• [GIVEN TEXT]

################

Hotel staff found several youths lying motionless on the pool’s deck after CO levels reached 16 times the safe limit.
A 13-year-old boy was killed and 12 people were hospitalized when a visit to a hotel’s indoor swimming pool led to carbon monoxide poisoning, authorities said.
Several children had been swimming at the Quality Inn in Niles, Michigan, around 10 a.m. Saturday when a passing member of the hotel’s staff peered through a window and saw them lying unconscious on the deck, local fire officials said.
Six children between 12 and 14 years of age were rushed to local hospitals. One boy, since identified as Bryan Douglas Watts, died en route, local station WNDU reported.
Hotel staff members and police officers who responded to the emergency were also taken to area hospitals after being exposed to the toxic air.
According to WNDU, the CO levels were later determined to be 16 times the safe limit.
A carbon monoxide leak at a Michigan hotel’s swimming pool left one child dead and 12 people hospitalized.
Niles Fire Department Capt. Don Wise said he suspects the pool’s heater is to blame.
“Anything that has a natural gas heater has a potential of putting off carbon monoxide,” Wise told reporters at the scene. “Carbon monoxide is colorless, odorless and tasteless. You’ll end up getting flu-like symptoms… Patients will get nauseous, maybe vomit.”
Wise added that it was pure chance the children were found when they were. He credited the hotel’s staff with opening the doors, which allowed fresh air to get in.
“Staff just happened to walk by the window and [see] the kids unresponsive on the deck, and then they reacted,” he said. “But no one really knows when the last time somebody saw them actively moving around [was].”
One hotel guest described hearing the children playing before laughter turned to screams.
“At first I thought someone drowned, because when I came out of my room, there was a body lying on the floor in the hallway and then there was five of them lying by the pool,” the woman, who was not identified, told Reuters.
As authorities worked to remove and resuscitate the children, the hotel was evacuated as a precaution. Wise said the pool area did not have a carbon monoxide detector.

################

• [DATA EXCERPTS]
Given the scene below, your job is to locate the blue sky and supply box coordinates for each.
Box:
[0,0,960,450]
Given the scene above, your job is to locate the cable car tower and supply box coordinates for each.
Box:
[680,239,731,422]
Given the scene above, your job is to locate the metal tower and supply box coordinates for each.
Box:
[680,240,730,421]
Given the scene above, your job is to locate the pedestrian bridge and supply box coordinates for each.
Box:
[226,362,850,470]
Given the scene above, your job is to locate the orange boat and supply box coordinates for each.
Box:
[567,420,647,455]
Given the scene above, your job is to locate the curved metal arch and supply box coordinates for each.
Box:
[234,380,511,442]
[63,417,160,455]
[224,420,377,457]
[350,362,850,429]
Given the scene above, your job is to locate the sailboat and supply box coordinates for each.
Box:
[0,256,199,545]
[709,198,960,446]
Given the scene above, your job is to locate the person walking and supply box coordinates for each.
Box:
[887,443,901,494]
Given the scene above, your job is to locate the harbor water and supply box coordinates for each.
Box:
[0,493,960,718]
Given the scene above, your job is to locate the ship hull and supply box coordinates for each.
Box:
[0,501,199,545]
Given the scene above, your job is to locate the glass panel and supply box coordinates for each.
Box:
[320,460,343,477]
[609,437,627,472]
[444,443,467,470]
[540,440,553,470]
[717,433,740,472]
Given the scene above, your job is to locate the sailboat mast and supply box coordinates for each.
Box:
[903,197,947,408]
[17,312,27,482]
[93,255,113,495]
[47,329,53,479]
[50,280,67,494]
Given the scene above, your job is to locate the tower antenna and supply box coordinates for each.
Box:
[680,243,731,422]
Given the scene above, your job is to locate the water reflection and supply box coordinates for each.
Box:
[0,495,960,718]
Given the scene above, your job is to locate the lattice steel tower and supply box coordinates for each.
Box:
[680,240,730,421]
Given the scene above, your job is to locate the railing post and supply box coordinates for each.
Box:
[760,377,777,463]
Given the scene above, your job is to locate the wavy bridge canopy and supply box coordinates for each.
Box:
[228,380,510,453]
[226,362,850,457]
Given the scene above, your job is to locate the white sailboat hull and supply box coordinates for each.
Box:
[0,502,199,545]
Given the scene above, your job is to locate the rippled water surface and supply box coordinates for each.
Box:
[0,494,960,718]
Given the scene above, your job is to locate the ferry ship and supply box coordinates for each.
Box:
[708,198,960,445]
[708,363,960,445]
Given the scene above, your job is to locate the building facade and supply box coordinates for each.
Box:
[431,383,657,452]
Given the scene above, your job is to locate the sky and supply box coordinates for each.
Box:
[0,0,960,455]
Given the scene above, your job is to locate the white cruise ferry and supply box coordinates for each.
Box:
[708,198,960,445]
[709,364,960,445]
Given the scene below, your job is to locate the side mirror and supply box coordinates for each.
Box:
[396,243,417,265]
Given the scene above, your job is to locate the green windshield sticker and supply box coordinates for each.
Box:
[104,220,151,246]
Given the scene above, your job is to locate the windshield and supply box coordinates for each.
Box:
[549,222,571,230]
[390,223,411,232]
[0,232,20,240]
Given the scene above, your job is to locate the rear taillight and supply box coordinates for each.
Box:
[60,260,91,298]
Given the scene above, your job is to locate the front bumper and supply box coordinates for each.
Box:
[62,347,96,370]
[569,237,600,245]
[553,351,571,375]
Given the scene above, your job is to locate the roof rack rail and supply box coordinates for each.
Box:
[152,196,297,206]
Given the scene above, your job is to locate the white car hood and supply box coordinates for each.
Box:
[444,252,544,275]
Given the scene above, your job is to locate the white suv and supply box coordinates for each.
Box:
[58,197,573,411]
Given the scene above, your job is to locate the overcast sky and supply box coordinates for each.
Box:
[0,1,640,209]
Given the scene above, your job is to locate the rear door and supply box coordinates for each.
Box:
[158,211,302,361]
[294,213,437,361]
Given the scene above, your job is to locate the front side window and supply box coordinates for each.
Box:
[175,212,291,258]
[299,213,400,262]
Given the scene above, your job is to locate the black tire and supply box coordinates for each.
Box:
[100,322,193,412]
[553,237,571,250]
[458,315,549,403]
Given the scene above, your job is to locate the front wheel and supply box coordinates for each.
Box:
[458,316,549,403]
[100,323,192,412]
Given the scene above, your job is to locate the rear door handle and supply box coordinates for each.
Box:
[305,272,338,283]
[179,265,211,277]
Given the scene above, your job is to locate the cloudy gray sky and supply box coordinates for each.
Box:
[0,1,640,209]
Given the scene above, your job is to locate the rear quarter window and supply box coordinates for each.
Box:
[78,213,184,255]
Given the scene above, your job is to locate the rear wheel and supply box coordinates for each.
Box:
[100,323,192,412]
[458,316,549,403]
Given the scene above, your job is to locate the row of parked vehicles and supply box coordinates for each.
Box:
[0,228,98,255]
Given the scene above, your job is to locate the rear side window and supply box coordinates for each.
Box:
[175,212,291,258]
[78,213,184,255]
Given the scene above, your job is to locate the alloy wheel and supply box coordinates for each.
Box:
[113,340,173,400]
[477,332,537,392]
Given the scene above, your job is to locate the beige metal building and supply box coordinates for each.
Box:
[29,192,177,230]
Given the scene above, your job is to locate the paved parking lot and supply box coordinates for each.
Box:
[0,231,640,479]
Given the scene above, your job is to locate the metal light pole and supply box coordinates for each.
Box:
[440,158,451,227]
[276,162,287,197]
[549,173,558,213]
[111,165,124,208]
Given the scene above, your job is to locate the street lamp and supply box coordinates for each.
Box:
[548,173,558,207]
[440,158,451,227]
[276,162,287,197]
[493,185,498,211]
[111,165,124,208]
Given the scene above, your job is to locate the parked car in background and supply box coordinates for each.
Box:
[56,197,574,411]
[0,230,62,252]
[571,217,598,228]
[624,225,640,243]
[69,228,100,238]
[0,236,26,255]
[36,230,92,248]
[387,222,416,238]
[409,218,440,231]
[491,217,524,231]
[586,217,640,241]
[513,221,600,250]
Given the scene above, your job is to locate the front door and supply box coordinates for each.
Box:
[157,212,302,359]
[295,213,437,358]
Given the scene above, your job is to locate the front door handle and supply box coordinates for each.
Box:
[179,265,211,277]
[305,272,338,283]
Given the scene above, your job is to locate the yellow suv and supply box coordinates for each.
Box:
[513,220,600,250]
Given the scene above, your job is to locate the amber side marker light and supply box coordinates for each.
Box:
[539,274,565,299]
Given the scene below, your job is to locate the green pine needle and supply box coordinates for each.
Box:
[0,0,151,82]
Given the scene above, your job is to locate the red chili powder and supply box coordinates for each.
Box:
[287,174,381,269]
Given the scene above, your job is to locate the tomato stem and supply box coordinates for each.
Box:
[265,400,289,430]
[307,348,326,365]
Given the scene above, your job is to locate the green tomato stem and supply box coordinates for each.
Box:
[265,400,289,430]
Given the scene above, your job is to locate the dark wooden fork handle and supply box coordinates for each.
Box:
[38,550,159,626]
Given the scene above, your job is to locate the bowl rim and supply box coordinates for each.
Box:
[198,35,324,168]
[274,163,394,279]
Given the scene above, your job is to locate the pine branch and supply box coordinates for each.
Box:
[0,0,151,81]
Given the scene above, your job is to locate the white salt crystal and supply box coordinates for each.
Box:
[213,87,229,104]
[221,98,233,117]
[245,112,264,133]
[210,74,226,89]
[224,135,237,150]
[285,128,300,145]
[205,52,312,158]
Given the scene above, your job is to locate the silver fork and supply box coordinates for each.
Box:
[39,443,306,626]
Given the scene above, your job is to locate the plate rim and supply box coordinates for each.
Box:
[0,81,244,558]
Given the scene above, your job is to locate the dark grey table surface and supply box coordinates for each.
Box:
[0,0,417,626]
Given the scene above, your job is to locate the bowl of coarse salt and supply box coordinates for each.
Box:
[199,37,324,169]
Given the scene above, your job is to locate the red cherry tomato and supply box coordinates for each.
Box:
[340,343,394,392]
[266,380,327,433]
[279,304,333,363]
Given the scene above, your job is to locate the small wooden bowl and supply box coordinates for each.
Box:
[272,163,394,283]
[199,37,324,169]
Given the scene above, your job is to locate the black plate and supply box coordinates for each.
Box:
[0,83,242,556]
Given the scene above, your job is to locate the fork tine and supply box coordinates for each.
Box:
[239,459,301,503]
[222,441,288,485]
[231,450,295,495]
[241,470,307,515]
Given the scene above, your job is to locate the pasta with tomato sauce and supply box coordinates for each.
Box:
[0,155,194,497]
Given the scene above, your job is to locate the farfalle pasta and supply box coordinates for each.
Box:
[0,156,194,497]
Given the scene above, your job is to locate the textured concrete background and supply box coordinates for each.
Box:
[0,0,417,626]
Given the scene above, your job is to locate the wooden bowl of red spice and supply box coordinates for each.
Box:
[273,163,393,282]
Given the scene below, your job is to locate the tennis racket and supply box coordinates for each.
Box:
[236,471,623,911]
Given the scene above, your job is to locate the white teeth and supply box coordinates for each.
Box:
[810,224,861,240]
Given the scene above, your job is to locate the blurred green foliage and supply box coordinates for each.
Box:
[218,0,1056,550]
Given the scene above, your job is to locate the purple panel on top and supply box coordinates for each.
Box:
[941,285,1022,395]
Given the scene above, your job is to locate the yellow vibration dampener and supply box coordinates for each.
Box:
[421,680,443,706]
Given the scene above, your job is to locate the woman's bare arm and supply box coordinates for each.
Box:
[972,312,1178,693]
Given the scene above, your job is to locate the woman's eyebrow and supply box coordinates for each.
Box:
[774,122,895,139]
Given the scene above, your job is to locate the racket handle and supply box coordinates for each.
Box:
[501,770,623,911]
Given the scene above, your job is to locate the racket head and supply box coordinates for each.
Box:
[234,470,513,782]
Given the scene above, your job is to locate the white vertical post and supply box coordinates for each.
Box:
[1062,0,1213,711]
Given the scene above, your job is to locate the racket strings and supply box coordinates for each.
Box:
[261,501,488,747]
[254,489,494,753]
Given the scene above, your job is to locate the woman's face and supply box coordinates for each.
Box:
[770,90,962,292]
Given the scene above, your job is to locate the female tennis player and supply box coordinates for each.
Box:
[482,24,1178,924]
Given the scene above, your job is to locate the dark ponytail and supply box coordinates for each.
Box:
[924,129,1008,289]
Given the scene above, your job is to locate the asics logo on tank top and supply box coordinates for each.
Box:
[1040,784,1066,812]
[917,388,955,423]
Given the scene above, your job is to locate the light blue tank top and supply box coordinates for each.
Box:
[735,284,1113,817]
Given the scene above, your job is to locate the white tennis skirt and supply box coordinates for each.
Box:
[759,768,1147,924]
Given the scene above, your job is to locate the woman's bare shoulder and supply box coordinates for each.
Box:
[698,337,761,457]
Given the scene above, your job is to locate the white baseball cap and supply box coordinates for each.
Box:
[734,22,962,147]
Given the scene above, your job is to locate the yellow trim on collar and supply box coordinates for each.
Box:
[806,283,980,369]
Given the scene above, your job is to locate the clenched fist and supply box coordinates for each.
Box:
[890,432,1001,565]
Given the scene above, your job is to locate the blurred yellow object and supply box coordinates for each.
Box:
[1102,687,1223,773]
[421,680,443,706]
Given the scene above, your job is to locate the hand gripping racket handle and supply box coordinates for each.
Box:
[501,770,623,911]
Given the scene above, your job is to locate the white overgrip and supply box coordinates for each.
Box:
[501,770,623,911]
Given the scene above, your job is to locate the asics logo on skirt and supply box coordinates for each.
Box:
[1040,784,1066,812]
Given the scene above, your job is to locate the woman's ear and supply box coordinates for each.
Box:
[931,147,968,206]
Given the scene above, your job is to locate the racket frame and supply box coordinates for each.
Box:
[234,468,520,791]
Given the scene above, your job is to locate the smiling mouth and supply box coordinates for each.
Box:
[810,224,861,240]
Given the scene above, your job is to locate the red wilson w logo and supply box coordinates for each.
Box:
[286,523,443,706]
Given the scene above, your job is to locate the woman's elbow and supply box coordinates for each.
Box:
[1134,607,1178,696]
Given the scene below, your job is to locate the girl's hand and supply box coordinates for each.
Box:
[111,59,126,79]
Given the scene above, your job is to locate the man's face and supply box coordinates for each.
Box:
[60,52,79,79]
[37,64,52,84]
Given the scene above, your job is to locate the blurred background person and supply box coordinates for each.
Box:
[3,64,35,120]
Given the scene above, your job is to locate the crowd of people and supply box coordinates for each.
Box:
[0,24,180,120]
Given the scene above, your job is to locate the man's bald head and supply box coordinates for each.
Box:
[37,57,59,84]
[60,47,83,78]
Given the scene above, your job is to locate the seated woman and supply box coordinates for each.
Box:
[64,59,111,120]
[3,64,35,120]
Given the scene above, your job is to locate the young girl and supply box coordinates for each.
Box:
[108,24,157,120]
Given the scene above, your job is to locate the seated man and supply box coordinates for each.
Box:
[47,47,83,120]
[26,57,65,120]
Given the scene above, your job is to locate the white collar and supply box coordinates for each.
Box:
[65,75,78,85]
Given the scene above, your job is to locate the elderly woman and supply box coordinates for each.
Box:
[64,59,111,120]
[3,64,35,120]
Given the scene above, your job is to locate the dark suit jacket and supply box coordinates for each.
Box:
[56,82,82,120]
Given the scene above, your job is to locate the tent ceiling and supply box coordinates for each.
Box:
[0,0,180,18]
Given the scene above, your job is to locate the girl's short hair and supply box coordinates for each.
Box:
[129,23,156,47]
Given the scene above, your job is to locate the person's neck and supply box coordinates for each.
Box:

################

• [ACTIVITIES]
• A. In the carbon monoxide report, what did Wise say the pool area did not have?
• B. Please list every adjective the carbon monoxide report uses to describe carbon monoxide in the sentence beginning "Carbon monoxide is".

• [ANSWERS TO EACH TASK]
• A. A carbon monoxide detector.

• B. Colorless, odorless, tasteless